:: Reading passage ::
# Tennessee dust



## mlappin (Jun 25, 2009)

Just what the heck do you guys have down there for dirt. Took a sealed connector apart to clean it on our semi, this was a Tennessee highway department truck in its former life, had superfine red dust in a sealed connector. Everything was nice and shiny yet except for the red dust.

Is nice to work on though, no rust and haven't needed the torch to heat any bolts yet as none of them are froze, not even any frame bolts. Lack of salt on the roads all winter long must be a wonderful thing.


----------



## vhaby (Dec 30, 2009)

Sand on highway bridges works well for tire traction on southern highways, but it does little to lower the freezing point of water like salt does. Salt may be considered a necessary evil on northern highways.


----------



## Nitram (Apr 2, 2011)

Perhaps they loaned it to Oklahoma for a spell?


----------



## rjmoses (Apr 4, 2010)

We don't use salt here--county can't afford it. We use (surprise, surprise) river sand. Little rust, few potholes, more days off.

Maybe that red stuff was Tennessee grease?

Ralph


----------



## FarmerCline (Oct 12, 2011)

I can't speak for Tennessee but across the mountains here in NC much of the soil is a reddish orange color....around here it is referred to as red ground.


----------



## mlappin (Jun 25, 2009)

We have a little red clay in the back hill in the pasture, the cows will literally eat that stuff if given a chance.


----------



## mlappin (Jun 25, 2009)

Nitram said:


> Perhaps they loaned it to Oklahoma for a spell?


State of Tennessee bought it new, why they paid extra for a fuel heater is beyond me, they sold it at a state auction, place that bought it cleaned it up, repainted and sold it to us.

Being a state truck the paint was probably wore off the front fenders from people leaning on it.


----------



## hog987 (Apr 5, 2011)

:: Jobs ::
a) In the forum thread about Tennessee dust, what did the state of Tennessee pay extra for when it bought the truck new?
b) Continue the forum thread about Tennessee dust from the point where it stops.

:: Provided data ::
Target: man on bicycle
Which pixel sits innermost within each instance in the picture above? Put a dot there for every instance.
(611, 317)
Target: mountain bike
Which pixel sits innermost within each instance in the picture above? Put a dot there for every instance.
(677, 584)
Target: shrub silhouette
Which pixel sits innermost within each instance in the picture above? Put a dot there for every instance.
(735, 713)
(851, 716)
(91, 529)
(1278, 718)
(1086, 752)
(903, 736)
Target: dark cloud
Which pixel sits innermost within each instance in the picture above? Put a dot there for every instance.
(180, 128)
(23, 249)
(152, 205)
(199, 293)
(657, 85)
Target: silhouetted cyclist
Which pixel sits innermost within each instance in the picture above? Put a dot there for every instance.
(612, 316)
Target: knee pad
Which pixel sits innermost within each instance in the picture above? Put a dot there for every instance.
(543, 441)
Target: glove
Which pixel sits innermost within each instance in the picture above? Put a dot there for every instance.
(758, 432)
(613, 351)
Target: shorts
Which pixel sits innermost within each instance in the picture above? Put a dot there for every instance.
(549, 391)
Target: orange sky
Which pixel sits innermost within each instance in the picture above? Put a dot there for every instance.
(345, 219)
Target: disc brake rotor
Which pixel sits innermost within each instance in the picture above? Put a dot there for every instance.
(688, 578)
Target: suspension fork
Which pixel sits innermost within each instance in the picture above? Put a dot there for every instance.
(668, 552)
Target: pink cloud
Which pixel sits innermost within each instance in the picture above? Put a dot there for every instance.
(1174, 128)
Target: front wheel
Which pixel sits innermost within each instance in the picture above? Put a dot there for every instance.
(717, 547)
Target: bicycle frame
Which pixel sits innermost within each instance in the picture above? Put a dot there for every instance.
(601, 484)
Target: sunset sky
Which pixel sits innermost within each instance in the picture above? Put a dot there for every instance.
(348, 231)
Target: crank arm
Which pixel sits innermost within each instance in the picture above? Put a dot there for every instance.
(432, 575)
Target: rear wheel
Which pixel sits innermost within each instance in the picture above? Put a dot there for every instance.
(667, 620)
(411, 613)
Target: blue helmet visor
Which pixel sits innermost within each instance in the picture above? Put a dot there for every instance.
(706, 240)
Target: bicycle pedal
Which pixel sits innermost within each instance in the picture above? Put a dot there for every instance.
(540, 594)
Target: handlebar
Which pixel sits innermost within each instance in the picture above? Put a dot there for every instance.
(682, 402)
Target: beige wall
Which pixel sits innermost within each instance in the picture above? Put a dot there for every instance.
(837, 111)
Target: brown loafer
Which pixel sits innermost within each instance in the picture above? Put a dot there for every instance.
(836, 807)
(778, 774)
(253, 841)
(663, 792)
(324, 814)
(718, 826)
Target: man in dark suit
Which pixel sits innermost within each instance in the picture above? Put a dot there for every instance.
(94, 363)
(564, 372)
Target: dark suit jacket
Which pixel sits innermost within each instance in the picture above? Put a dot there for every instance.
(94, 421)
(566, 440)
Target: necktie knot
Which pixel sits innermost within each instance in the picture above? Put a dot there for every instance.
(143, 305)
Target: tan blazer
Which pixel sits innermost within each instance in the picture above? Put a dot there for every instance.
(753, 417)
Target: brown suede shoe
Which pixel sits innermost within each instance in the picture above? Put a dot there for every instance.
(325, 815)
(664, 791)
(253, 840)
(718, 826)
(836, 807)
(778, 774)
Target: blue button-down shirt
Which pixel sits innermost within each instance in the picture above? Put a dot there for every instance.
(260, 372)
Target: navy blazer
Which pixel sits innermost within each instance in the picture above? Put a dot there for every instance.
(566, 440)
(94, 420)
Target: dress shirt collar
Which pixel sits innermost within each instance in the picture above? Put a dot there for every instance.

:: Results of the tasks ::
a) A fuel heater.

b)
Around here we dont use salt on the roads. We use a fine sand. Does not work as good as salt to melt the snow but have the time its to cold for salt to melt the anyways. At least the sand provides a bit of grit.


----------



## rajela (Feb 15, 2014)

In OKLAHOMA it is illegal to shoot at a deer under a shade tree along the highways.......might hit a state worker!!!!!!


----------



## Nitram (Apr 2, 2011)

rajela said:


> In OKLAHOMA it is illegal to shoot at a deer under a shade tree along the highways.......might hit a state worker!!!!!!


Or wake them up...think that is fed law


----------



## deadmoose (Oct 30, 2011)

Last year I was watching the dot do something to a highway. Dot not contractors. Not sure what they did... Anyway, it dawned on me why the flag guys job is least desirable. They have the most work. I always thought it would be the most boring but finally figured it out. They put the real go getters on that job. He or she holds both a walkie talkie and a sign. And turns it.

The rest of the crew with the exception of about one wasn't even trying to look busy. Must a been 20 "workers" each with their own state owned truck and only 3 did anything. They all figured out if you don't take the shovel out of the pickup then you don't even have to hold it up.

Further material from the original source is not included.